» **Goal of the exercise**:
Please reproduce every line of the listing below verbatim, adding nothing and leaving nothing out.

--- begin Supplied material ---

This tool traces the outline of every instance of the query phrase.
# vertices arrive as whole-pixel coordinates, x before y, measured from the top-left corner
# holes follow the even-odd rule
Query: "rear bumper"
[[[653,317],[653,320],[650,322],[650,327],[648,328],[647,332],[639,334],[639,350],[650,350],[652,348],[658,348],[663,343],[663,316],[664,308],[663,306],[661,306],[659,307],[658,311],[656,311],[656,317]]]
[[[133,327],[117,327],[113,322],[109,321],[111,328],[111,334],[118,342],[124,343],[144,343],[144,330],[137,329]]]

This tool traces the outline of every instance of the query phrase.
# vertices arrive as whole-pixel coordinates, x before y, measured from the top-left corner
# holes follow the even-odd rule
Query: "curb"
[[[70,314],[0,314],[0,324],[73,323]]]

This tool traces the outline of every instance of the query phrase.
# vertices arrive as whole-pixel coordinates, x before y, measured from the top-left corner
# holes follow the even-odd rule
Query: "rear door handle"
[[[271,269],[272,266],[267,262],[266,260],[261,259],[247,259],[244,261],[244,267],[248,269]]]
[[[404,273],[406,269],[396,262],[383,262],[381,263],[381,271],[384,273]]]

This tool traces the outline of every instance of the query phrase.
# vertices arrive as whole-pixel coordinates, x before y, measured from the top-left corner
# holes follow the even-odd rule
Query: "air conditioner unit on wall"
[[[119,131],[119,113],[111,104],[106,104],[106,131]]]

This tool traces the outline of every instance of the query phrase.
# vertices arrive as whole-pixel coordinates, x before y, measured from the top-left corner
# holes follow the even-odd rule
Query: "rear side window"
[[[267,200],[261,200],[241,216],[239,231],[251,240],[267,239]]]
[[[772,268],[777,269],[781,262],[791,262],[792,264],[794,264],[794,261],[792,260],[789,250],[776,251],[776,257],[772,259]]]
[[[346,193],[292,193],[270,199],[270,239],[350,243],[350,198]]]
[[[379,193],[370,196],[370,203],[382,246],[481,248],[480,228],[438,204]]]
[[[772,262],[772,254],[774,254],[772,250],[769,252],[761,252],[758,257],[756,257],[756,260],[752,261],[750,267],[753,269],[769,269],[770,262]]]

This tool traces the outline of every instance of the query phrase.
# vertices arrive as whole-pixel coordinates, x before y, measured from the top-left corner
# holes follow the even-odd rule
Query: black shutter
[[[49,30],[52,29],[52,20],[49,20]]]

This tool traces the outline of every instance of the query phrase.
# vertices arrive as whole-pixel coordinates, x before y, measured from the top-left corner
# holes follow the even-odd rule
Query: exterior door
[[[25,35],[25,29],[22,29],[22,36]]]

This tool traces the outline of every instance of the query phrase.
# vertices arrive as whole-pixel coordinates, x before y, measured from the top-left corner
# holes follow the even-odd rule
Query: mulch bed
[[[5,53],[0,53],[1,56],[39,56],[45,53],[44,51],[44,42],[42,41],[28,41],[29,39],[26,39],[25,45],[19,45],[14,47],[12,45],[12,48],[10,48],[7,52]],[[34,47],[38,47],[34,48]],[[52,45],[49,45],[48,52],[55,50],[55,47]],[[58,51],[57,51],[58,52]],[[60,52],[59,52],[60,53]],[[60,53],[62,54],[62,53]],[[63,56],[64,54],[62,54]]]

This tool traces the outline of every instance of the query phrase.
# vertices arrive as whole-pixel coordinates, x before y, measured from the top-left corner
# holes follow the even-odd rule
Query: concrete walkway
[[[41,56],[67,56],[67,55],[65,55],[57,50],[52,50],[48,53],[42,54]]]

--- end Supplied material ---

» **The reply**:
This tool traces the outline of every instance of the query phrase.
# vertices arrive as whole-pixel coordinates, x before y, measured from the top-left corner
# holes follow the even-odd rule
Query: "rear bumper"
[[[653,317],[653,320],[650,322],[650,327],[648,328],[647,332],[639,334],[639,350],[650,350],[652,348],[658,348],[663,343],[663,316],[664,308],[663,306],[661,306],[659,307],[658,311],[656,311],[656,317]]]
[[[133,327],[117,327],[113,322],[109,321],[111,328],[111,334],[118,342],[124,343],[144,343],[144,330],[137,329]]]

This tool traces the outline of every instance of the query phrase.
# vertices arrive as whole-pixel coordinates, x before y, measured from the top-left corner
# holes follow the even-odd rule
Query: "curb"
[[[70,314],[0,314],[0,324],[73,323]]]

This tool traces the outline of every instance of the query phrase.
# vertices arrive as whole-pixel coordinates, x before y, measured from the top-left corner
# holes follow the even-odd rule
Query: "rear door handle"
[[[271,269],[272,266],[267,262],[266,260],[261,259],[247,259],[244,261],[244,267],[248,269]]]
[[[404,273],[406,269],[396,262],[383,262],[381,263],[381,271],[384,273]]]

This tool traces the outline of every instance of the query phrase.
# vertices arrive as whole-pixel coordinates, x before y, measured from the top-left corner
# holes follow the even-odd rule
Query: "air conditioner unit on wall"
[[[119,131],[119,113],[111,104],[106,104],[106,131]]]

This tool traces the outline of every instance of the query phrase.
# vertices arrive as whole-pixel coordinates, x before y, measured from the top-left corner
# holes follow the even-odd rule
Query: "rear side window"
[[[267,200],[261,200],[241,216],[239,231],[251,240],[267,239]]]
[[[772,268],[777,269],[781,262],[791,262],[792,264],[794,264],[794,261],[792,260],[789,250],[776,251],[776,257],[772,259]]]
[[[346,193],[292,193],[270,199],[270,239],[350,243],[350,198]]]
[[[379,193],[370,196],[370,203],[382,246],[481,248],[480,228],[438,204]]]
[[[772,262],[772,254],[774,254],[772,250],[769,252],[761,252],[758,257],[756,257],[756,260],[752,261],[750,267],[753,269],[769,269],[770,262]]]

This tool traces the outline of every instance of the query phrase.
# vertices arrive as whole-pixel coordinates, x before y, measured from the top-left corner
# holes follow the even-odd rule
Query: black shutter
[[[49,30],[52,29],[52,20],[49,20]]]

This tool traces the outline of every instance of the query phrase.
# vertices arrive as whole-pixel coordinates, x before y, measured from the top-left corner
# holes follow the even-odd rule
Query: exterior door
[[[25,35],[25,29],[22,29],[22,36]]]

This tool traces the outline of every instance of the query phrase.
# vertices arrive as whole-pixel coordinates, x before y, measured from the top-left corner
# holes follow the even-odd rule
Query: mulch bed
[[[5,53],[0,53],[1,56],[39,56],[45,53],[44,51],[44,42],[42,41],[28,41],[29,39],[26,39],[25,45],[19,45],[14,47],[12,45],[12,48],[10,48],[7,52]],[[34,47],[38,47],[34,48]],[[52,45],[49,45],[48,52],[55,50],[55,47]],[[58,51],[57,51],[58,52]],[[60,52],[59,52],[60,53]],[[60,53],[62,54],[62,53]],[[63,56],[64,54],[62,54]]]

This tool traces the outline of every instance of the query phrase.
# vertices arrive as whole-pixel coordinates, x before y, measured from the top-left corner
# holes follow the even-odd rule
Query: concrete walkway
[[[41,56],[67,56],[67,55],[65,55],[57,50],[52,50],[48,53],[42,54]]]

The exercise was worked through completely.